Stored items:
════
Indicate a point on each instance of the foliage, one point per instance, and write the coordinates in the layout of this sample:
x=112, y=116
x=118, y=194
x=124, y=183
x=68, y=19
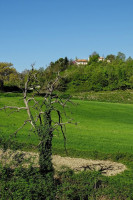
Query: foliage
x=22, y=183
x=8, y=75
════
Task to complete
Render every line of the material above as a numbered list, leaving out blank lines and the picture.

Response below
1. Indicate a point on each instance of the foliage, one point per instance, and write the coordinates in the layout of this sample:
2. x=112, y=116
3. x=118, y=194
4. x=124, y=183
5. x=68, y=19
6. Query: foliage
7. x=22, y=183
8. x=8, y=75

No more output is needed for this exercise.